Written exercise. Switch every "vision-api" in the rows below to "image-api" and write all the rows out again with nothing else changed, leaving out the pictures.

* start Records supplied *

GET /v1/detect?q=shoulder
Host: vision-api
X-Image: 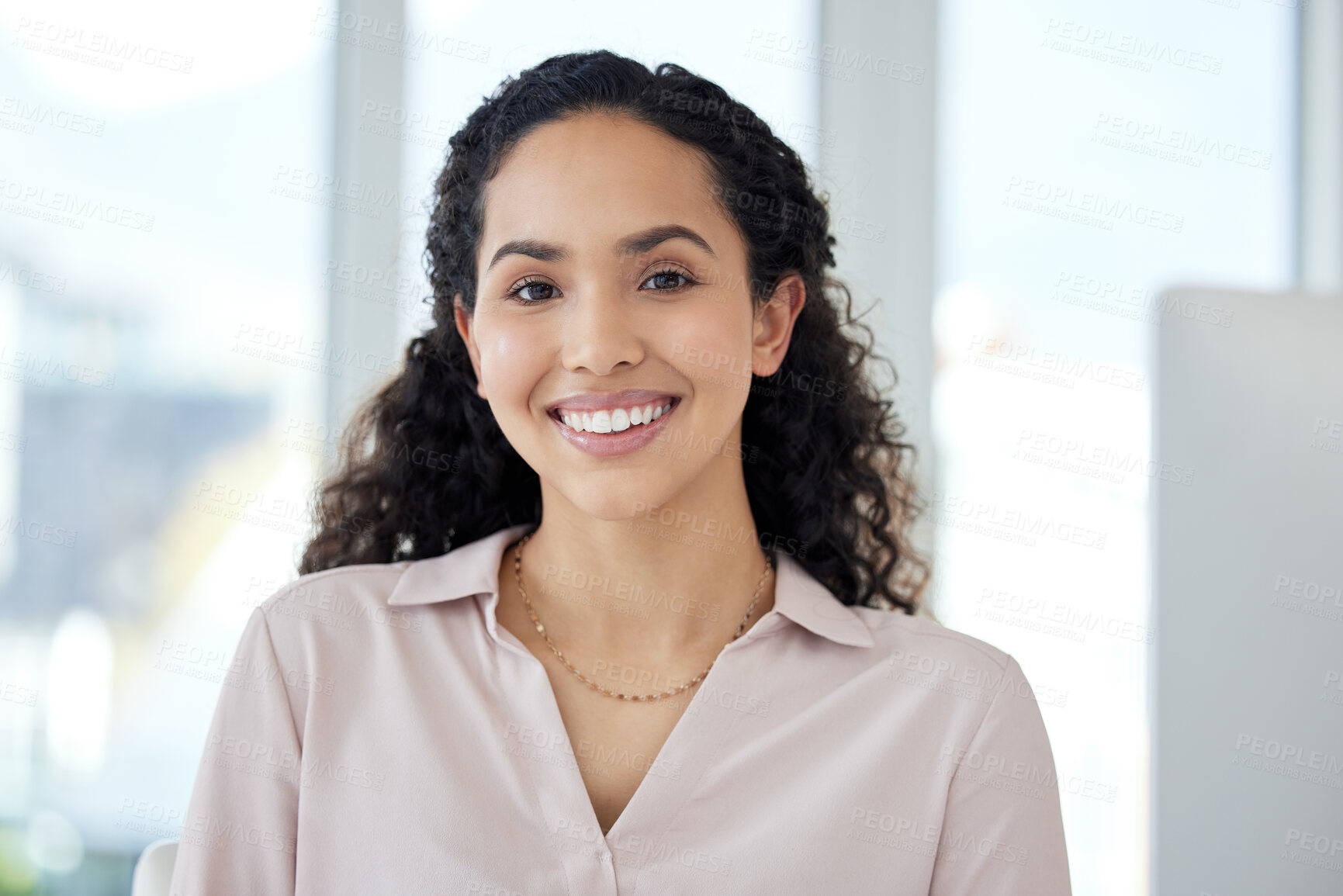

[252,560,419,653]
[259,560,412,614]
[849,606,1016,673]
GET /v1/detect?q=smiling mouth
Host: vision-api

[551,398,681,434]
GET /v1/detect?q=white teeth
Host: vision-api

[560,402,672,433]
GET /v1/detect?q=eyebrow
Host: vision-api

[485,224,718,273]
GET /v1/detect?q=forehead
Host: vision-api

[481,112,733,253]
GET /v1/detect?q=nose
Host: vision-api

[560,286,643,376]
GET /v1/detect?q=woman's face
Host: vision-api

[457,114,805,520]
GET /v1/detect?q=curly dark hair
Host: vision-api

[299,51,929,614]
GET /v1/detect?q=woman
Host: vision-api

[173,53,1069,896]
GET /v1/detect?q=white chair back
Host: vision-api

[130,839,177,896]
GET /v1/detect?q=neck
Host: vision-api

[500,463,774,672]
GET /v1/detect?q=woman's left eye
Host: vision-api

[643,268,694,292]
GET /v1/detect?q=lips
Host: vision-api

[547,389,681,457]
[547,389,680,434]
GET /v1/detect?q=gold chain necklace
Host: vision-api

[513,532,774,700]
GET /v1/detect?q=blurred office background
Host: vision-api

[0,0,1327,896]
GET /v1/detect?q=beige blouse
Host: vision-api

[172,527,1071,896]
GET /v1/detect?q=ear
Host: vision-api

[751,273,807,376]
[452,292,490,402]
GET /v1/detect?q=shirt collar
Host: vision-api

[387,523,876,648]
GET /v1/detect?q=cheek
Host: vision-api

[662,312,751,391]
[476,321,552,404]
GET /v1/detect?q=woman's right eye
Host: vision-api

[507,279,557,305]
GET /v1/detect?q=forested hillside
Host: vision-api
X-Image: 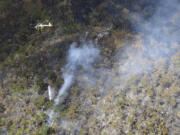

* end Records supplied *

Worked answer.
GET /v1/detect?q=shoulder
Host: image-api
X-Image: 

[252,560,419,653]
[259,560,412,614]
[849,606,1016,673]
GET /v1/detect?q=smiling mouth
Host: image-api

[551,398,681,434]
GET /v1/detect?q=white teeth
Host: image-api

[560,402,672,433]
GET /v1/detect?q=eyebrow
Host: image-api

[485,224,718,273]
GET /v1/detect?q=forehead
Host: image-api

[481,112,733,253]
GET /v1/detect?q=nose
Host: image-api

[560,286,643,376]
GET /v1/detect?q=woman's face
Host: image-api

[457,114,805,520]
GET /v1/detect?q=curly dark hair
Host: image-api

[299,51,929,614]
GET /v1/detect?q=woman
Host: image-api

[173,53,1069,896]
GET /v1/detect?q=white chair back
Host: image-api

[130,839,177,896]
GET /v1/detect?q=neck
Host: image-api

[500,463,774,672]
GET /v1/detect?q=woman's left eye
Host: image-api

[643,268,694,292]
GET /v1/detect?q=lips
Host: image-api

[547,389,681,457]
[547,389,680,434]
GET /v1/detect?q=gold chain necklace
Host: image-api

[513,532,774,700]
GET /v1/detect?q=blurred office background
Host: image-api

[0,0,1327,896]
GET /v1/detect?q=beige blouse
Host: image-api

[172,527,1071,896]
GET /v1/detect?q=ear
Host: image-api

[751,273,807,376]
[452,292,490,402]
GET /v1/detect?q=shirt collar
Host: image-api

[387,523,876,648]
GET /v1/detect?q=cheek
Host: image-api

[662,312,751,391]
[476,321,552,404]
GET /v1/detect?q=woman's right eye
Host: image-api

[507,279,557,305]
GET /v1/detect?q=forested hillside
Host: image-api
X-Image: 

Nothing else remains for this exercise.